• _Documento_
····················

Il congelamento isocoro, o isocorico, è una nuova tecnica che promette di rendere gli alimenti più sicuri risparmiando energia, con vantaggi su larga scala per l’industria alimentare, per i consumatori e per l’ambiente. Ma di cosa si tratta di preciso e quale potrà essere il suo impatto? La sua applicazione industriale e in ambito domestico è davvero possibile e vantaggiosa? Una ricerca recente contesta questa prospettiva, invitando ad analizzare concretamente tutti gli aspetti che penalizzano il metodo. Dopo aver analizzato le fake news sui surgelati, cerchiamo di saperne di più su questa tecnologia.
Congelamento isocoro: più sicurezza e risparmio energetico?
Un innovativo metodo di trattamento a freddo potrebbe migliorare qualità e sicurezza dei cibi, riducendo al contempo i consumi energetici. Il congelamento isocoro, infatti, è stato esaltato da uno studio più volte citato e curato dal Dipartimento dell’Agricoltura degli Stati Uniti e dagli scienziati dell’Università della California-Berkeley, pubblicato su Renewable and Sustainable Energy Reviews. Non si tratta di fantascienza, ma di una tecnica apparentemente piuttosto semplice: gli alimenti vengono posti in un contenitore rigido sigillato, in genere di plastica dura o metallo, completamente riempito con un liquido, che può essere anche acqua. Questa tecnica deriva direttamente da una strategia che il team di scienziati ha ideato per il trasporto di organi per i pazienti trapiantati.

····················

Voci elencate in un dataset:

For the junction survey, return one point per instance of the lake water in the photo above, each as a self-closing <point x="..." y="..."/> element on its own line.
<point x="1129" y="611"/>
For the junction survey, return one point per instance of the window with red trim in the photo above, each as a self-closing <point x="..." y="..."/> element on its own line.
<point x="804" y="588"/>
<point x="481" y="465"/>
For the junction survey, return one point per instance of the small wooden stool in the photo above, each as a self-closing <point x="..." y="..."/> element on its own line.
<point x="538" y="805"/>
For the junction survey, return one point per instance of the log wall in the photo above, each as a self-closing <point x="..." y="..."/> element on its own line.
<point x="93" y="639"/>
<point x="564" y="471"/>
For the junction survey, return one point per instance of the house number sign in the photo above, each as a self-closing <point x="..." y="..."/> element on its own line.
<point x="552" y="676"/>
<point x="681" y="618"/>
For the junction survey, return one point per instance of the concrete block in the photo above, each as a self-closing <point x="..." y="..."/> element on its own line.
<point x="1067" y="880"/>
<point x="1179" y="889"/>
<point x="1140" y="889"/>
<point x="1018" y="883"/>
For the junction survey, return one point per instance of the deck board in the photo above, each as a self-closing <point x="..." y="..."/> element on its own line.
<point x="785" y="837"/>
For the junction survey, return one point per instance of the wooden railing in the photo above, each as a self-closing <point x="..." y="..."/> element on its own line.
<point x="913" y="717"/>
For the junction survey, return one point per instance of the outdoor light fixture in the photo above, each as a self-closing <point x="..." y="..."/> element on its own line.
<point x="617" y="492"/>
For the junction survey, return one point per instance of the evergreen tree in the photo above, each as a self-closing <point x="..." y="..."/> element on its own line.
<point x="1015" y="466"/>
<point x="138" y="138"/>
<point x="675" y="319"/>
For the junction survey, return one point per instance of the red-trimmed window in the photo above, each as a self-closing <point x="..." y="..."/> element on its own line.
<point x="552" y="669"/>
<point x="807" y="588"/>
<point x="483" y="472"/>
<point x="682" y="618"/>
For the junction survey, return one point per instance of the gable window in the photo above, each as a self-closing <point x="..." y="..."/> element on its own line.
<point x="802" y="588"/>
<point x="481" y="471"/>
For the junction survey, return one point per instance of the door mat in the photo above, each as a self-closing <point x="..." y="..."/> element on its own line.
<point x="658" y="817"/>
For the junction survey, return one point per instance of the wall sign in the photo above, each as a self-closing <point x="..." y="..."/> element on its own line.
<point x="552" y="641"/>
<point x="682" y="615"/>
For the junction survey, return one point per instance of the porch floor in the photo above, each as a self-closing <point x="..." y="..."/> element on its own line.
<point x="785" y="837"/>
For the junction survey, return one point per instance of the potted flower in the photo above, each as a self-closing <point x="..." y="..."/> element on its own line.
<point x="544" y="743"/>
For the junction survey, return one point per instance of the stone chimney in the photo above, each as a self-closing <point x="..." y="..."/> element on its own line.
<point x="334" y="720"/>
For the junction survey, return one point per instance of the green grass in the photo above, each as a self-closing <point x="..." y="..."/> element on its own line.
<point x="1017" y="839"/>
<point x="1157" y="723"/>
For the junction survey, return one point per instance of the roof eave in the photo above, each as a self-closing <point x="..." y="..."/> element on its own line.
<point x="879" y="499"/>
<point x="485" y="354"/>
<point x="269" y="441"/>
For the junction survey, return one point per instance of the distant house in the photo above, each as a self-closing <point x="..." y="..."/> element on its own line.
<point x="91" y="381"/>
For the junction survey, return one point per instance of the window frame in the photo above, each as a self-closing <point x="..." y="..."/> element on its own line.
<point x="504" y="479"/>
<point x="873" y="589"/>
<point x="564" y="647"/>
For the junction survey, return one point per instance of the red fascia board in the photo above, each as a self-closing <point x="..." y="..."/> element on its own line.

····················

• _Compito A_
Copia dal testo sul congelamento isocoro il passo che va da "Congelamento isocoro: più" fino a "i pazienti trapiantati." compreso.
• _Compito B_
Secondo il testo sul congelamento isocoro, le affermazioni seguenti sono vere? (i) Lo studio citato è stato pubblicato su Renewable and Sustainable Energy Reviews. (ii) Il liquido nel contenitore non può essere acqua. (iii) Gli alimenti vengono posti in un contenitore flessibile e aperto.
• _Compito C_
Nel testo sul congelamento isocoro, di che materiale è in genere il contenitore in cui si mettono gli alimenti?

• _Risposta A_
Congelamento isocoro: più sicurezza e risparmio energetico?
Un innovativo metodo di trattamento a freddo potrebbe migliorare qualità e sicurezza dei cibi, riducendo al contempo i consumi energetici. Il congelamento isocoro, infatti, è stato esaltato da uno studio più volte citato e curato dal Dipartimento dell’Agricoltura degli Stati Uniti e dagli scienziati dell’Università della California-Berkeley, pubblicato su Renewable and Sustainable Energy Reviews. Non si tratta di fantascienza, ma di una tecnica apparentemente piuttosto semplice: gli alimenti vengono posti in un contenitore rigido sigillato, in genere di plastica dura o metallo, completamente riempito con un liquido, che può essere anche acqua. Questa tecnica deriva direttamente da una strategia che il team di scienziati ha ideato per il trasporto di organi per i pazienti trapiantati.

• _Risposta B_
(i) Sì: "pubblicato su Renewable and Sustainable Energy Reviews".
(ii) No: "che può essere anche acqua".
(iii) No: "un contenitore rigido sigillato".

• _Risposta C_
In genere di plastica dura o metallo.